▶ **ITEMS**:
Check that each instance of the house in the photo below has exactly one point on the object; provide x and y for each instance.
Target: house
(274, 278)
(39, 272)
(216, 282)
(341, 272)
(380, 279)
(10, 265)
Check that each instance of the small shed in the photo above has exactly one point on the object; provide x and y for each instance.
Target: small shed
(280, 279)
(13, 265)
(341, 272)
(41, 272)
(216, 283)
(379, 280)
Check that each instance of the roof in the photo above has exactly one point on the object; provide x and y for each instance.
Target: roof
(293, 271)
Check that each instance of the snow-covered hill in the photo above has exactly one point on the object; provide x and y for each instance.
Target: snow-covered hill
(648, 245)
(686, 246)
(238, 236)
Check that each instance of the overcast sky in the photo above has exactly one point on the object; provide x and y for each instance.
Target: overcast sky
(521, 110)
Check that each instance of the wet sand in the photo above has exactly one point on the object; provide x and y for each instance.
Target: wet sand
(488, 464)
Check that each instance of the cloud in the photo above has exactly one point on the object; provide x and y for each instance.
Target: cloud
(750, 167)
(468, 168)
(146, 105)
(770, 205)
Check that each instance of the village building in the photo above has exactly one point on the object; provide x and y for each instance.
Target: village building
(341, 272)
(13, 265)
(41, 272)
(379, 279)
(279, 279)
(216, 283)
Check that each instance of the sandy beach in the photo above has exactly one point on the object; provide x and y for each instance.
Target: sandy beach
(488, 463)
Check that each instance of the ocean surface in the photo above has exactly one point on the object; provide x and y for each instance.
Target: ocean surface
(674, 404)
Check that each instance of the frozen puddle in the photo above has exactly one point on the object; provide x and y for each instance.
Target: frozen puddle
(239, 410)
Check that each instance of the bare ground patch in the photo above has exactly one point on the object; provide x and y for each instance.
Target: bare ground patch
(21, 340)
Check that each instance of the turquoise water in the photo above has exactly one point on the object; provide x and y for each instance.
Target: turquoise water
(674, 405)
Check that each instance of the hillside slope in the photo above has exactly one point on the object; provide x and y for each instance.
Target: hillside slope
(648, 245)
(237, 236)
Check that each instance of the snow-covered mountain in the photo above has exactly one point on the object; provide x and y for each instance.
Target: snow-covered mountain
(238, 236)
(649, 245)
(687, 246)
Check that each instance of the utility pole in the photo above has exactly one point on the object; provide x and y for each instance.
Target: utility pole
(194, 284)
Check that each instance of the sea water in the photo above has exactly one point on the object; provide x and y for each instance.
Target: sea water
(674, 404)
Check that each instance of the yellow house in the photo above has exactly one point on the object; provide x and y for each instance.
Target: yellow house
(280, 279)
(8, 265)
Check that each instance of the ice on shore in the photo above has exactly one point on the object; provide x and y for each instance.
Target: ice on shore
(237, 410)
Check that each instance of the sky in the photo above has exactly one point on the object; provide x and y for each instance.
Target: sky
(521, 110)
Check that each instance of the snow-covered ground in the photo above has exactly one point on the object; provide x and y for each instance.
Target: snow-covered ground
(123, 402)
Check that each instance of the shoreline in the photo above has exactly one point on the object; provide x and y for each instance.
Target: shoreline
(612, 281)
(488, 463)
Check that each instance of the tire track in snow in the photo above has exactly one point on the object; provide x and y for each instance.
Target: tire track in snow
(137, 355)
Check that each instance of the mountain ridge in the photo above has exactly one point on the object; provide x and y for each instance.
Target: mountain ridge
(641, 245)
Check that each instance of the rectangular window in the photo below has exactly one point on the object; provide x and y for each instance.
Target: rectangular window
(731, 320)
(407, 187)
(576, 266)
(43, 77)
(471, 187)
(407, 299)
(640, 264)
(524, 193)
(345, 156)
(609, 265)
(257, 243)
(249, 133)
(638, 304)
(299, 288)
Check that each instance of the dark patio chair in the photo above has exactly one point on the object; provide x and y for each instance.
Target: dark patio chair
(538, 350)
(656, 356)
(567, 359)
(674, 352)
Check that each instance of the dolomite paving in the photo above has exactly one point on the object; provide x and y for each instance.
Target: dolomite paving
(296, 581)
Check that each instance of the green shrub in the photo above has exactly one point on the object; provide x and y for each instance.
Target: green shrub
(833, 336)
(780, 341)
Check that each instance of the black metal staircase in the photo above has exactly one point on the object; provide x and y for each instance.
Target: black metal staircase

▶ **PROBLEM DESCRIPTION**: Every record above should be copied exactly.

▶ **SOLUTION TO THE PROBLEM**:
Check that each instance of the house in the photo below has exactly one point on the object; provide x and y for each instance.
Target: house
(274, 278)
(39, 272)
(216, 282)
(341, 272)
(380, 279)
(10, 265)
Check that each instance of the small shed in the photo above has exactly one point on the object; provide x and y for each instance.
Target: small shed
(280, 279)
(13, 265)
(341, 272)
(41, 272)
(216, 283)
(379, 280)
Check that each instance of the roof in the photo above has exactly one point on the object; provide x and y for each instance.
Target: roof
(293, 271)
Check that each instance of the snow-covered hill in the photo above has exactly one point on the object; provide x and y for each instance.
Target: snow-covered hill
(648, 245)
(686, 246)
(238, 236)
Check that each instance of the overcast sky in the photo above has exactly one point on the object; provide x and y for each instance.
Target: overcast sky
(521, 110)
Check that each instance of the wet sand in the photo above has exactly one point on the object; provide x and y for each instance.
Target: wet sand
(488, 464)
Check that each instance of the cloud in the photo above has exactly one point on the object; provide x and y for each instance.
Target: cloud
(750, 167)
(468, 168)
(146, 105)
(770, 205)
Check that each instance of the village building in the photo above has exactly one point on the object; provide x and y for each instance.
Target: village building
(341, 272)
(13, 265)
(41, 272)
(379, 279)
(279, 279)
(216, 283)
Check that each instance of the sandy beach in the photo above has exactly one point on the object; provide x and y for each instance.
Target: sandy beach
(488, 463)
Check that each instance of the ocean surface in the photo above has exactly one point on the object; provide x and y for each instance.
Target: ocean surface
(674, 404)
Check that each instance of the frozen puddle in the photo above has exactly one point on the object; provide x and y for each instance.
Target: frozen puddle
(239, 410)
Check that each instance of the bare ground patch in the photo above has exactly one point on the object; provide x and y for each instance.
Target: bare ground patch
(21, 340)
Check that each instance of the turquoise water in the photo above has exactly one point on the object; provide x and y for each instance.
Target: turquoise water
(674, 405)
Check that each instance of the hillside slope in the photo above has exactly one point on the object; provide x and y for each instance.
Target: hillside slope
(648, 245)
(237, 236)
Check that each instance of the snow-covered mountain in the photo above has exactly one point on the object; provide x and y for each instance.
Target: snow-covered mountain
(238, 236)
(649, 245)
(687, 246)
Check that each instance of the utility pole in the photo above has exactly one point on the object; provide x and y for each instance.
Target: utility pole
(194, 284)
Check that each instance of the sea water in the photo above has exactly one point on the object; provide x and y for each instance.
Target: sea water
(674, 404)
Check that each instance of the yellow house in the photo above has exactly one point on the object; provide x and y for each instance.
Target: yellow house
(280, 279)
(8, 265)
Check that each instance of the ice on shore in the photo above has exactly one point on the object; provide x and y for each instance.
Target: ice on shore
(237, 410)
Check that each instance of the sky in the photo above has exactly one point on the object; provide x and y for each instance.
Target: sky
(521, 110)
Check that each instance of the snow-covered ground in the photo above has exactly one point on the object; provide x and y for each instance.
Target: snow-covered ground
(123, 402)
Check that each instance of the shoreline in the photo above has exactly one point on the object; provide x and y for each instance.
Target: shoreline
(612, 281)
(488, 463)
Check that each instance of the tire track in snow in the photo above has exactly one point on the object; provide x and y for each instance.
Target: tire track in snow
(137, 355)
Check that each instance of the mountain ridge in the photo above has exactly one point on the object; provide x and y for each instance.
Target: mountain ridge
(641, 245)
Check that each instance of the rectangular window in the photo below has exactly one point on the object; provide x and y for each instance.
Target: rectangular window
(731, 320)
(407, 187)
(576, 266)
(43, 77)
(471, 187)
(407, 299)
(640, 264)
(524, 193)
(345, 156)
(609, 265)
(257, 243)
(249, 133)
(638, 304)
(299, 288)
Check that each instance of the dark patio chair in the photo above has exactly one point on the object; provide x and y for each instance.
Target: dark patio chair
(538, 350)
(656, 356)
(567, 359)
(674, 352)
Check that each instance of the dolomite paving in the photo above has exactly one point on the object; provide x and y for each instance.
Target: dolomite paving
(296, 581)
Check that each instance of the green shrub in the photo above has exactly one point on the object; provide x and y for each instance.
Target: green shrub
(833, 336)
(780, 341)
Check that each instance of the black metal staircase in the photo above has exactly one point on the object; provide x and y for each instance.
Target: black metal staircase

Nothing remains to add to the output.